*** Opening of Records for this task ***

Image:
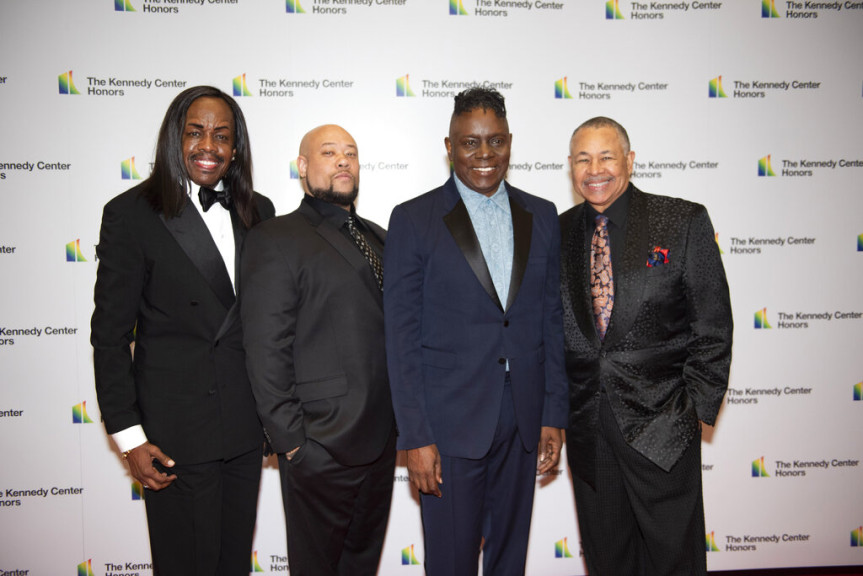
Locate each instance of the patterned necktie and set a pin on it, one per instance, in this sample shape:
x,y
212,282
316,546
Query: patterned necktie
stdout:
x,y
601,279
208,197
368,252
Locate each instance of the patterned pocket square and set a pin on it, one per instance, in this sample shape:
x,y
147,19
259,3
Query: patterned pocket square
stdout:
x,y
657,257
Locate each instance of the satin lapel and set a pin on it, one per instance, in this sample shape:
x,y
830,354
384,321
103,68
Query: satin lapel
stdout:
x,y
630,274
459,225
239,238
522,228
579,252
190,232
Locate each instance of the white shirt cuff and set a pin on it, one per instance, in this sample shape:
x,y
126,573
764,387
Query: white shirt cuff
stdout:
x,y
129,438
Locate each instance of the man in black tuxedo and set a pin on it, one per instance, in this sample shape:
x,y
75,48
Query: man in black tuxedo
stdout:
x,y
648,349
314,332
169,363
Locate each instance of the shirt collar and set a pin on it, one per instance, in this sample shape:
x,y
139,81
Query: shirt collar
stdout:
x,y
616,213
473,200
335,215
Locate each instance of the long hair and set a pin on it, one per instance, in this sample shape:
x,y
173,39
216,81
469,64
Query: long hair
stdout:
x,y
167,188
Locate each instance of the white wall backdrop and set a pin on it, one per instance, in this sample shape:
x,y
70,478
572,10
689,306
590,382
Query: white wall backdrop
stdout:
x,y
709,91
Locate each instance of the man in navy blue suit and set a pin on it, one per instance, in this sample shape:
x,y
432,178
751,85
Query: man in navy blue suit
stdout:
x,y
474,341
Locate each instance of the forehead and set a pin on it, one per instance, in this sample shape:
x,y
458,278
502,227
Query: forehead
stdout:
x,y
603,138
332,136
478,121
212,109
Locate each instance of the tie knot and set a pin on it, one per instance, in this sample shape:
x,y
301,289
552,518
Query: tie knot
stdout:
x,y
208,197
601,221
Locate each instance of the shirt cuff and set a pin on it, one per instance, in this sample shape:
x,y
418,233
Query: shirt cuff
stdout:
x,y
129,438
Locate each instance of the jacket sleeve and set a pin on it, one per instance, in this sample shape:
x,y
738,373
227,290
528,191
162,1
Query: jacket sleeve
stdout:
x,y
403,311
268,308
120,282
711,325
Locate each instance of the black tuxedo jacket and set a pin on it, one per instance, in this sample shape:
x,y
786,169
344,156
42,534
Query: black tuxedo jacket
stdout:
x,y
163,284
666,356
314,329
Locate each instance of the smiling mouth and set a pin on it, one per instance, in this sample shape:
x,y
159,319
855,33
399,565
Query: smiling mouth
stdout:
x,y
206,163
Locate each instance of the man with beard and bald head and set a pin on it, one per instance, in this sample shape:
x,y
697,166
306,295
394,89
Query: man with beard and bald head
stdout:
x,y
313,313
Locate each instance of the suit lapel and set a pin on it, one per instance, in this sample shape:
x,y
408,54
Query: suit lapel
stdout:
x,y
522,228
579,293
345,247
630,273
459,225
190,232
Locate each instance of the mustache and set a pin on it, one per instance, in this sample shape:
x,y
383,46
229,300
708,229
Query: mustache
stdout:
x,y
211,155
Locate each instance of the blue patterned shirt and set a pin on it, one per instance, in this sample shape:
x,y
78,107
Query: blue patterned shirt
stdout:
x,y
492,222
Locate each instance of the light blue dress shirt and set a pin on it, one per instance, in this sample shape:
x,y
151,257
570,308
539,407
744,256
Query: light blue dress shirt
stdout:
x,y
492,221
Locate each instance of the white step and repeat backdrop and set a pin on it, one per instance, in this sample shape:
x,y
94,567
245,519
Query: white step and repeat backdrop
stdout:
x,y
752,108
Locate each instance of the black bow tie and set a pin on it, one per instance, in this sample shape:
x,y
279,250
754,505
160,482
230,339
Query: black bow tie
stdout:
x,y
208,197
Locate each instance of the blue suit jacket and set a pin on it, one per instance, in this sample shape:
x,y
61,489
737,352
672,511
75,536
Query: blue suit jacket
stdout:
x,y
448,336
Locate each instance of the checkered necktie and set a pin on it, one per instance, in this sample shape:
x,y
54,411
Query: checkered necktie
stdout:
x,y
371,256
601,279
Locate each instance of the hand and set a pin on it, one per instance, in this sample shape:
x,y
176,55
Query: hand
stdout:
x,y
140,461
550,443
424,469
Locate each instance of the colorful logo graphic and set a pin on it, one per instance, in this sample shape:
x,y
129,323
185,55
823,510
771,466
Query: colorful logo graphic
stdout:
x,y
761,320
714,88
764,167
456,8
73,252
408,556
79,414
710,543
561,90
561,549
128,171
240,88
758,469
403,87
255,566
67,85
768,9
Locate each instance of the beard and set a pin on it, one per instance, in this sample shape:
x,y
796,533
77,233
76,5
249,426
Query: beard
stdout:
x,y
331,196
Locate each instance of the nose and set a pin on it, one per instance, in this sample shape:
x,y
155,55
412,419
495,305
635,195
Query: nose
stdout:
x,y
207,142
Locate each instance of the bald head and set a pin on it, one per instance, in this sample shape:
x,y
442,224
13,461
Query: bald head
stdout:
x,y
329,166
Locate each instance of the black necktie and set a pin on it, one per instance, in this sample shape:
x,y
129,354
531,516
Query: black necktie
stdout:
x,y
367,250
208,197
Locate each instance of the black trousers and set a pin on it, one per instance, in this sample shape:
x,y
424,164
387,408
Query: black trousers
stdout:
x,y
336,516
203,523
640,520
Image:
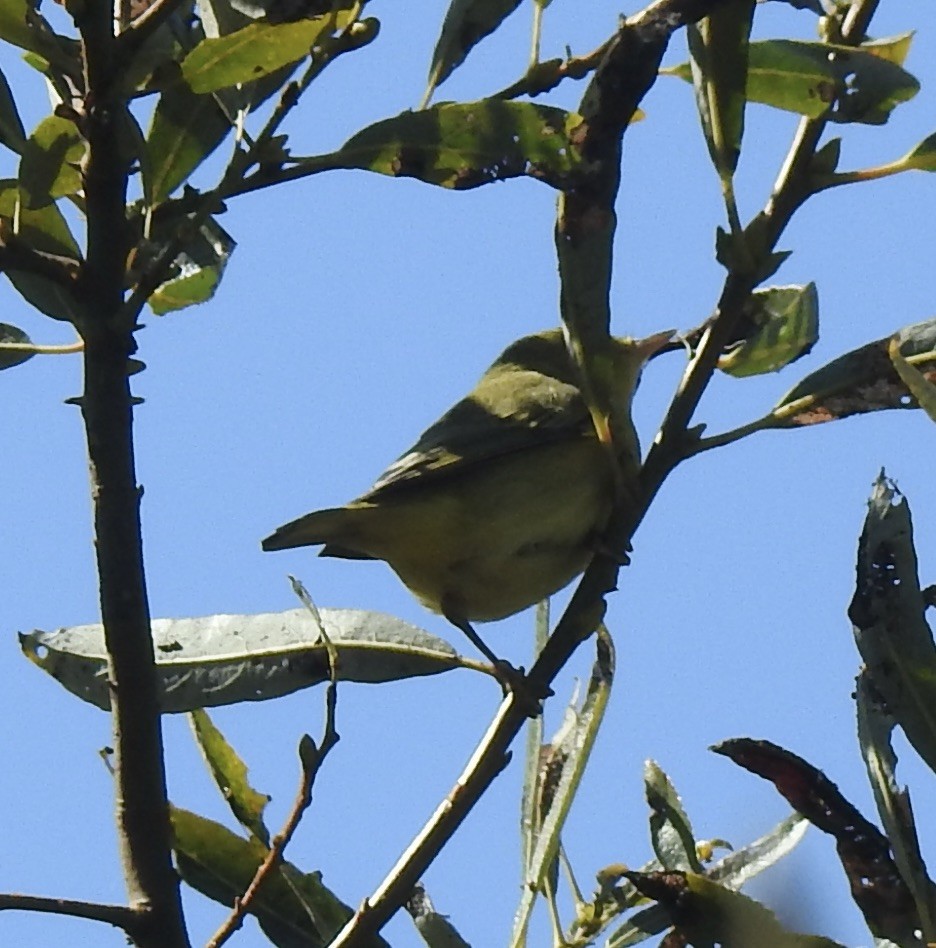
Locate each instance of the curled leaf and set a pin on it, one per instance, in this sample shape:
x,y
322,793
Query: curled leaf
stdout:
x,y
218,660
783,326
466,145
861,381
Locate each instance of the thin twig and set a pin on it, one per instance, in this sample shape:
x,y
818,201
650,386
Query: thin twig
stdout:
x,y
120,916
652,27
625,78
312,757
141,801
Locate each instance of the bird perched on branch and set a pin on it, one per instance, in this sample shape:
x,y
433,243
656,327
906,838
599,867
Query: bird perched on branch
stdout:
x,y
504,500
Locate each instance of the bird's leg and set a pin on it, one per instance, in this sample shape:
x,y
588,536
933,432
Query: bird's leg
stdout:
x,y
512,680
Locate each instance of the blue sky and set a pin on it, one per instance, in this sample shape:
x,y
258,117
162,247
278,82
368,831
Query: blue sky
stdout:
x,y
355,310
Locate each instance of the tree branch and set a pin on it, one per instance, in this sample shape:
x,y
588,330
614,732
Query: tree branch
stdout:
x,y
626,73
120,916
106,404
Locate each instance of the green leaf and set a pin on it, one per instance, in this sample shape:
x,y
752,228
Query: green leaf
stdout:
x,y
888,615
737,868
919,386
254,51
800,77
466,23
230,774
293,908
564,762
670,829
198,267
186,128
43,228
718,47
12,133
219,660
732,871
13,336
874,732
783,326
892,48
50,164
923,156
466,145
706,913
863,850
45,295
861,381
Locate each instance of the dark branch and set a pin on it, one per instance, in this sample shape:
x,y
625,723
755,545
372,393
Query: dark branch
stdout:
x,y
120,916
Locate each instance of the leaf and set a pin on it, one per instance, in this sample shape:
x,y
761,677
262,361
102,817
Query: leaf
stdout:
x,y
50,163
918,385
861,381
198,268
218,660
742,865
254,51
221,865
466,23
43,228
230,774
732,871
705,913
874,729
892,48
923,156
670,829
13,335
783,326
12,133
876,884
800,77
888,616
718,47
466,145
565,759
186,128
45,295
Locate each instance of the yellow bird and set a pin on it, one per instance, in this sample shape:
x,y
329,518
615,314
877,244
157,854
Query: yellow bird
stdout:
x,y
504,500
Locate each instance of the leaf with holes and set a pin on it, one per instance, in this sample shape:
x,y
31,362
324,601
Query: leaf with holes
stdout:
x,y
50,163
255,51
466,145
861,381
466,23
798,76
784,326
219,660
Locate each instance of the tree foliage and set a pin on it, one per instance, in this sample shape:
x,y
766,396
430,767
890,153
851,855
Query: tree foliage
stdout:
x,y
109,213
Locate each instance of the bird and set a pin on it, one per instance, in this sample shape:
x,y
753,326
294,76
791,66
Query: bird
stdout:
x,y
503,500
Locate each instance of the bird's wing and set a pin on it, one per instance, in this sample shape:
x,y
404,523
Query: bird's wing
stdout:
x,y
508,413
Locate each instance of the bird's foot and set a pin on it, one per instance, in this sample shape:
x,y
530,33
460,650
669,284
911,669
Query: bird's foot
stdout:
x,y
528,693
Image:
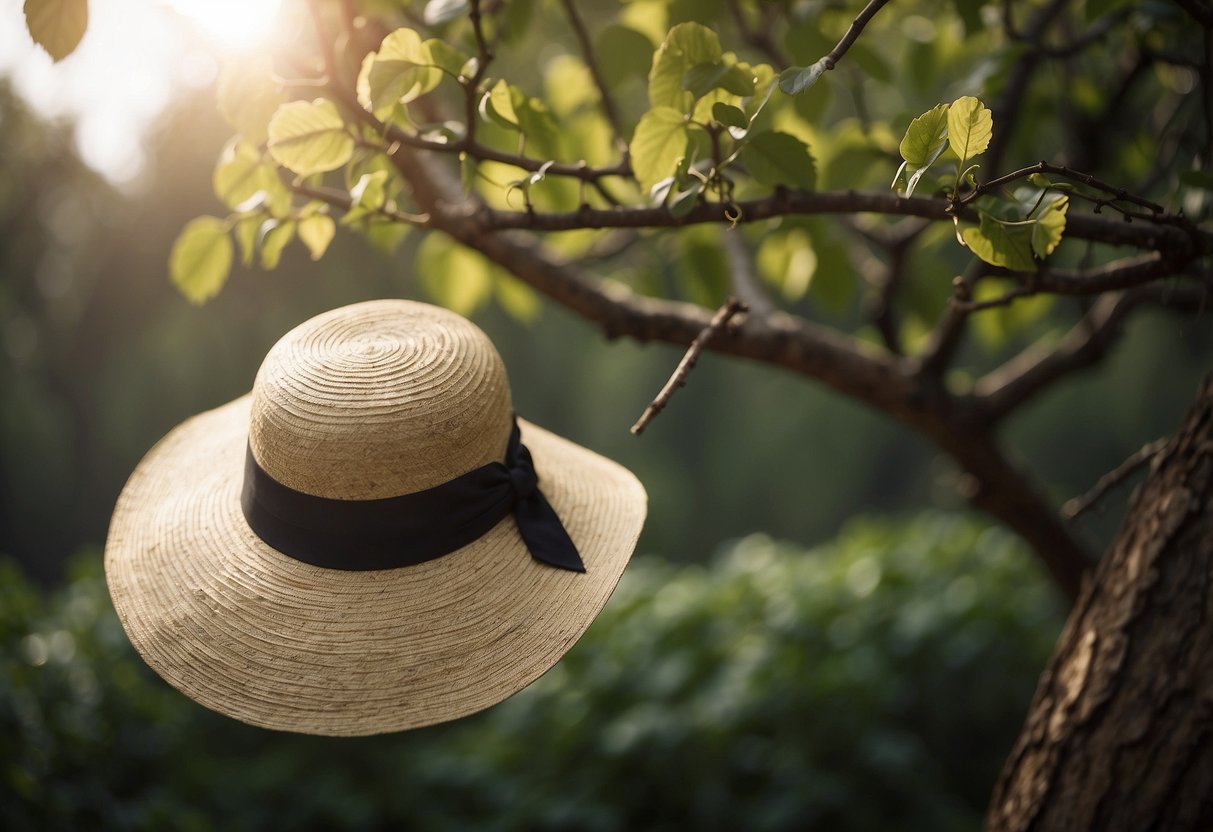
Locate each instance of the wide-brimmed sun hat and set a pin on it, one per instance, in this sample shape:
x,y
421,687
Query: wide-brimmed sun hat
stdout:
x,y
370,540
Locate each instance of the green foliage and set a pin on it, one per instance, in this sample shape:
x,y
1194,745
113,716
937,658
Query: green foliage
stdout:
x,y
1009,233
969,127
309,137
402,70
870,684
924,140
774,158
57,26
201,258
660,142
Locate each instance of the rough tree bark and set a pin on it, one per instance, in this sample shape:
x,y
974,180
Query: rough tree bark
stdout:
x,y
1120,731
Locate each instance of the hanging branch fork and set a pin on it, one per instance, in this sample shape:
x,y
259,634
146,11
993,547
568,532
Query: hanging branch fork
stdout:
x,y
722,317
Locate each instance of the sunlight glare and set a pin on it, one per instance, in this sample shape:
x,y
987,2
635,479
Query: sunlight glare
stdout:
x,y
235,26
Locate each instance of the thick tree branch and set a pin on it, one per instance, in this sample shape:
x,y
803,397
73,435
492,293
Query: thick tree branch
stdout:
x,y
1149,235
1118,194
1120,731
841,362
1040,366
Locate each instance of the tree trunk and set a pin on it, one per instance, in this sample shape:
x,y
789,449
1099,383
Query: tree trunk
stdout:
x,y
1120,731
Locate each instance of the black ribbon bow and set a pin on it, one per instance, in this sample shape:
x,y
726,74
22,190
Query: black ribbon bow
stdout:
x,y
411,528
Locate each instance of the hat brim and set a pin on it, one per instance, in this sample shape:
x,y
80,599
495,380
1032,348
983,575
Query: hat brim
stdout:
x,y
273,642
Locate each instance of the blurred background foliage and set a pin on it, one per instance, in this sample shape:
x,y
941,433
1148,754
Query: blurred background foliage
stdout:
x,y
871,683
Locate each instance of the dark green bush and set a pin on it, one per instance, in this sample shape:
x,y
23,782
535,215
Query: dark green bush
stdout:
x,y
873,683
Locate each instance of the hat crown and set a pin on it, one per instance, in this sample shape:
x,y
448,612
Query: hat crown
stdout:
x,y
380,399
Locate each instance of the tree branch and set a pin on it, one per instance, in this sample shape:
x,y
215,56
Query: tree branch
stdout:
x,y
719,320
1150,235
1120,194
1072,508
853,32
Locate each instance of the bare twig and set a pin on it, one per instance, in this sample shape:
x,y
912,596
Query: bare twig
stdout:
x,y
1118,194
730,307
1072,508
853,33
1014,91
945,338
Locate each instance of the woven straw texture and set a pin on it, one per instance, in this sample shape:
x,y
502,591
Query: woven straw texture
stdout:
x,y
371,400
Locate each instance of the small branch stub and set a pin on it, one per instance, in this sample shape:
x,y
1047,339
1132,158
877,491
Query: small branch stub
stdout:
x,y
722,317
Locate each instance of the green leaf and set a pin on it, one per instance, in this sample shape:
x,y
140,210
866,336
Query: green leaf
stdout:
x,y
926,137
385,234
317,233
1049,226
1002,244
244,181
445,57
659,142
729,115
685,46
704,78
787,262
369,192
245,231
620,52
57,26
969,127
402,70
775,158
274,237
796,80
685,200
454,275
497,106
309,137
200,258
444,11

*** Close of Records for this task ***

What this task involves: Where the string "rough" occurs in the data, return the whole line.

Reply to the task:
Locate each instance of the rough tree bark and set a pin on it, one per instance, in this sample shape:
Query: rough tree bark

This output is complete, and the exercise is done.